=== Belge ===
Zonguldak'ta meydana gelen grizu patlamasının ardından ulaşılamayan iki madenciyi arama ve kurtarma çalışmaları nedeniyle yaklaşık 10 gündür Zonguldak'ta bulunan Çalışma ve Sosyal Güvenlik Bakanı Ömer Dinçer gündeme ilişkin değerlendirmelerde bulundu.

FEDAKARLIK: İşçilerimiz, fedakarlık etse biraz daha düşük maaşa çalışsa, işverenlerimiz ise işçilerimizi daha iyi eğitse ve gelirlerini artıracak hem teknolojik hem de beşeri programlar geliştirse, işçi sendikası işçileri eğitse ve sadece ücret sendikacılığı yapmasa daha iyi olmaz mı?

SENDİKALARA: İşçi sendikaları, 'niçin işveren bizi istemiyor ve bizi talep etmiyor?' diye kendilerine sormuyor. Bizim işçi sendikalarımız, sadece kendilerinin, üyelerinin haklarını koruma çabası içerisinde. Sendikalı işçilerimiz güvence altındalar. Sendikalarımız, aynı zamanda 3.5 milyon işsizin de haklarını koruyabilecek tavır içerisinde olmaları lazımdır. Onlara nasıl iş bulabiliriz diye düşünmeliler.

İŞ BIRAKMA EYLEMİ: Bu tür eylemler günah keçisi bulmak, ona yüklemek kaygısı taşınmıyorsa sadece tüm toplumda, iş güvenliği konusuna dikkat çekmek, vatandaşın bilinçlenmesini sağlamak, işvereni ikaz etmek, işçiye, 'bak yapacağın ihmal senin hayatınla neticeleniyor' diye göstermek amacıylaysa, bu yapılmalıdır.

ÇATES: Muhtemelen Çates tek ve ayrı olarak satılacak. Zonguldaklıların alması, halkı mutlu edecekse, hazırlıklar Çates'in ayrı satılması yönünde olduğunu yineleyebilirim. Ama ben bundan, 'çok memnun olmayın' diyorum. Ben bir işletme hocasıyım. Zonguldaklılar da alsa o işletme önce yaşamak zorunda.

=== Ham veriler ===
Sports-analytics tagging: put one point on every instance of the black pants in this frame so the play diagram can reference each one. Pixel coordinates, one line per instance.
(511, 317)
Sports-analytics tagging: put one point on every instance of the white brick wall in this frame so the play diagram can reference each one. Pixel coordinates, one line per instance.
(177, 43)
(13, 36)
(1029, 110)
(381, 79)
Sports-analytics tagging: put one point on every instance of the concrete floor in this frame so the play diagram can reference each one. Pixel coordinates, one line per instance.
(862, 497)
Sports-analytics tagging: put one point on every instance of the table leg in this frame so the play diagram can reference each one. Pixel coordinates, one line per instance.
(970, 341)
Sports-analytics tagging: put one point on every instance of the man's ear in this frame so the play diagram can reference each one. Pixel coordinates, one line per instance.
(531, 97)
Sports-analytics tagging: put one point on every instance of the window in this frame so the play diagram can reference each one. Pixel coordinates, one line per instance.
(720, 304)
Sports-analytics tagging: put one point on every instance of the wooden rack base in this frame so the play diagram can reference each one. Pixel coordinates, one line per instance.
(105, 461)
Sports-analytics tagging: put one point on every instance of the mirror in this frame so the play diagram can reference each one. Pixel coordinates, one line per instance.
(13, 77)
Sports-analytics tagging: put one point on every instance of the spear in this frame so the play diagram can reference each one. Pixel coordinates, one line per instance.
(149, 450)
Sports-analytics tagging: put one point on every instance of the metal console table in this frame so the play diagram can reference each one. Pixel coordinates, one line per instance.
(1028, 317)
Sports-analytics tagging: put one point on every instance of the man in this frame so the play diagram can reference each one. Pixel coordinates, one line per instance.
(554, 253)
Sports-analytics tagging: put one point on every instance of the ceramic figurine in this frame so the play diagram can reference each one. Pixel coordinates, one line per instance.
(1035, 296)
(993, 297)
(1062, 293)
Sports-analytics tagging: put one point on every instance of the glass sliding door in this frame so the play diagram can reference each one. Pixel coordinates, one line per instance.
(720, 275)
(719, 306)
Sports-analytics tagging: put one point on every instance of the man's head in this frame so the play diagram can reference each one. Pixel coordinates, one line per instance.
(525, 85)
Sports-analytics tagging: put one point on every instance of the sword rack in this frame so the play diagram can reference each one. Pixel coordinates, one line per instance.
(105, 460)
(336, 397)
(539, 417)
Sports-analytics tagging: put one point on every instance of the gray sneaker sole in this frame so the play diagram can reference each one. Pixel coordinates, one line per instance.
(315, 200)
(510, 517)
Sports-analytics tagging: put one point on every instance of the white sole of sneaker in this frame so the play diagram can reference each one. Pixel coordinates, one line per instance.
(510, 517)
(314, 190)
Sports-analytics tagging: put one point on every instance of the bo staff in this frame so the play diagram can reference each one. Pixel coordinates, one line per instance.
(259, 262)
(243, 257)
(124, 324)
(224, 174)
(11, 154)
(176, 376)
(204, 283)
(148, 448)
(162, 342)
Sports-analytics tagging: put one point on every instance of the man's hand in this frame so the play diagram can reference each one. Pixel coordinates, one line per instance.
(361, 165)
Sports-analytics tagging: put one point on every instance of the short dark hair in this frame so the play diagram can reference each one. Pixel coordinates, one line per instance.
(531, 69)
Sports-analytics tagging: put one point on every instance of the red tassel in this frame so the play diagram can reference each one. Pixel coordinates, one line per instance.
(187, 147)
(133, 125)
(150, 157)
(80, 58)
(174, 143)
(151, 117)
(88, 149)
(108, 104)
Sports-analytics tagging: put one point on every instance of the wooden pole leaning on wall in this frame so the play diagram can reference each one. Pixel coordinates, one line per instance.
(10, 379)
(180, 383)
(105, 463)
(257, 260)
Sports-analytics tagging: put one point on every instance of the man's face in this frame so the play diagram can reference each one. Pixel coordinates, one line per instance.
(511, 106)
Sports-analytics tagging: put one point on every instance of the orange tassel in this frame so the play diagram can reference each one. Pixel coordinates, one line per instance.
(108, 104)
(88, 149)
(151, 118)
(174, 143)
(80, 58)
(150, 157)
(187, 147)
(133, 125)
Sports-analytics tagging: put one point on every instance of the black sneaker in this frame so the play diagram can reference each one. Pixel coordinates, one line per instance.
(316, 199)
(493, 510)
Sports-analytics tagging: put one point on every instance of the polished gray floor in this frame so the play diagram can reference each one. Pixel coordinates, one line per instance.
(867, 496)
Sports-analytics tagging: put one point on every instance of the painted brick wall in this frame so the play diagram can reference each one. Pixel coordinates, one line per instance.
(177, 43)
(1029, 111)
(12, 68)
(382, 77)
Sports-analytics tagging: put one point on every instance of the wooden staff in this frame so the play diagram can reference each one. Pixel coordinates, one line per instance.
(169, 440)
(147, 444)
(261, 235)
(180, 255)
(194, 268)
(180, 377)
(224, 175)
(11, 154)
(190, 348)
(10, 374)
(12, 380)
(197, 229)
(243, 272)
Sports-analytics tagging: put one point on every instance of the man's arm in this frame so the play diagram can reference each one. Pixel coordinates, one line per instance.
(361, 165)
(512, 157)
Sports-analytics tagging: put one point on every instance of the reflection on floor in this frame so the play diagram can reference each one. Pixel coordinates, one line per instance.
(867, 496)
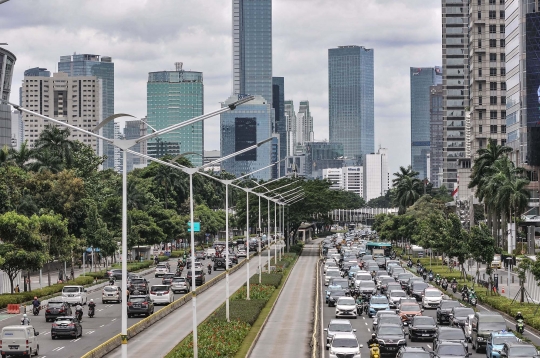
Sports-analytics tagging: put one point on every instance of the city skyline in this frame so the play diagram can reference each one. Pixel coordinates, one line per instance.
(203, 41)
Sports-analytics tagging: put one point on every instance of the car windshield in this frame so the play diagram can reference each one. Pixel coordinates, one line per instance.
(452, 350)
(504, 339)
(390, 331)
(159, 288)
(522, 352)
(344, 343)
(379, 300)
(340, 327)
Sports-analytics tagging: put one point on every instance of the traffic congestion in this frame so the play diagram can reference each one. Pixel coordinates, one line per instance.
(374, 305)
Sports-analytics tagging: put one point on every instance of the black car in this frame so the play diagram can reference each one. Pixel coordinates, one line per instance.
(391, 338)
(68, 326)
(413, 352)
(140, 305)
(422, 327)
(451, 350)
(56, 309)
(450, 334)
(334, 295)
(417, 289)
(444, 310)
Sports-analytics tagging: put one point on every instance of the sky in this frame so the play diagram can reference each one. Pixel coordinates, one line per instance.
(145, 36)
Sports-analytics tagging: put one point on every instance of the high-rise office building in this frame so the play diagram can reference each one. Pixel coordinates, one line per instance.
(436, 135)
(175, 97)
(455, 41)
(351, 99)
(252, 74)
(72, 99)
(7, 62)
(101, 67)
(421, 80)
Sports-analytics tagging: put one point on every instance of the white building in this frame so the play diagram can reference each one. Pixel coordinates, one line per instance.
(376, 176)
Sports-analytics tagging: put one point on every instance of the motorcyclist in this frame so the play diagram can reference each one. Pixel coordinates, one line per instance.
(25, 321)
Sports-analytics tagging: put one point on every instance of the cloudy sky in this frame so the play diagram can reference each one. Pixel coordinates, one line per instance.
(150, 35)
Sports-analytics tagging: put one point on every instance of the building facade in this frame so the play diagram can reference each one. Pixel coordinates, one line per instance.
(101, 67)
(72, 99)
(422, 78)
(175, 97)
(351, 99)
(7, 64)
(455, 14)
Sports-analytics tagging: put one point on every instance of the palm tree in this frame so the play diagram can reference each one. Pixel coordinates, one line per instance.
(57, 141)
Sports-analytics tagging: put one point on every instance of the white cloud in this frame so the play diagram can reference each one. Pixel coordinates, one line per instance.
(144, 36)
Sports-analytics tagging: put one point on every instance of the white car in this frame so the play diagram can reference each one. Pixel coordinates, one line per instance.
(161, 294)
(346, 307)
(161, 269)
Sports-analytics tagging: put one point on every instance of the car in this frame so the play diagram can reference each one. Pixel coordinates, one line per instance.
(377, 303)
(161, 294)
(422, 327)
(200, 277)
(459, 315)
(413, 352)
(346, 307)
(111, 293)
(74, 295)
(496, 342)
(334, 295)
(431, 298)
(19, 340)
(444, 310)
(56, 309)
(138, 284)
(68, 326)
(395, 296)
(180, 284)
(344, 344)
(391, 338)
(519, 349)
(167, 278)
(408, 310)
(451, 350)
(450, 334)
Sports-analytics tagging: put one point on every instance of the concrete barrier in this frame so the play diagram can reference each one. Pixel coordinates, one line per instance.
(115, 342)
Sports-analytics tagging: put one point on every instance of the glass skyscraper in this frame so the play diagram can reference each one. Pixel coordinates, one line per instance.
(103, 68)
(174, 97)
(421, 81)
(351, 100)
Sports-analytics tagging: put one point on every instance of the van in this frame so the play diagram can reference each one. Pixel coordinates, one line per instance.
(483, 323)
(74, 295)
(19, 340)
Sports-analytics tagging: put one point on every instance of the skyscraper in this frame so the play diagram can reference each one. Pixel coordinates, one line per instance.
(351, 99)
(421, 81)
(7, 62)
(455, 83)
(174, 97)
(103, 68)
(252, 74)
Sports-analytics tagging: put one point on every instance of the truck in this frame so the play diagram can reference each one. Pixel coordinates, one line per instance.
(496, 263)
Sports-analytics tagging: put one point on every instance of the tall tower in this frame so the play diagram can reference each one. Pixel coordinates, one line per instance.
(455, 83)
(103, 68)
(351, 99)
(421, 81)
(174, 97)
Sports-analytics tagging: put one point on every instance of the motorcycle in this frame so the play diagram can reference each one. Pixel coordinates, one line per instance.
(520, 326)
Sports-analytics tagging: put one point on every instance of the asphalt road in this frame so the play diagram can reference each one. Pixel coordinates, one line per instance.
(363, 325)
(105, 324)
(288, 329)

=== Yapılacak iş ===
Lütfen Bakan Dinçer'in açıklamalarına dair metinden "ÇATES: Muhtemelen Çates" ifadesini içeren sözlerle açılıp "önce yaşamak zorunda." ile kapanan kısmı hiçbir değişiklik yapmadan aynen döndürün.

=== Sonuç ===
ÇATES: Muhtemelen Çates tek ve ayrı olarak satılacak. Zonguldaklıların alması, halkı mutlu edecekse, hazırlıklar Çates'in ayrı satılması yönünde olduğunu yineleyebilirim. Ama ben bundan, 'çok memnun olmayın' diyorum. Ben bir işletme hocasıyım. Zonguldaklılar da alsa o işletme önce yaşamak zorunda.